▶ [Task requirements]
Rewrite the material below, substituting "area" for "region" wherever it occurs and leaving everything else unchanged.

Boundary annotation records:
- - - - - - -

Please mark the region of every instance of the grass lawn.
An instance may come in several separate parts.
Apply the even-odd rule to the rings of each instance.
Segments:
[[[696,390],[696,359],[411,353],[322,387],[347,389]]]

- - - - - - -

▶ [Answer for the task]
Please mark the area of every instance of the grass lawn.
An instance may come in several separate parts.
Apply the even-odd rule to the rings of each instance.
Segments:
[[[696,390],[696,359],[411,353],[322,387],[347,389]]]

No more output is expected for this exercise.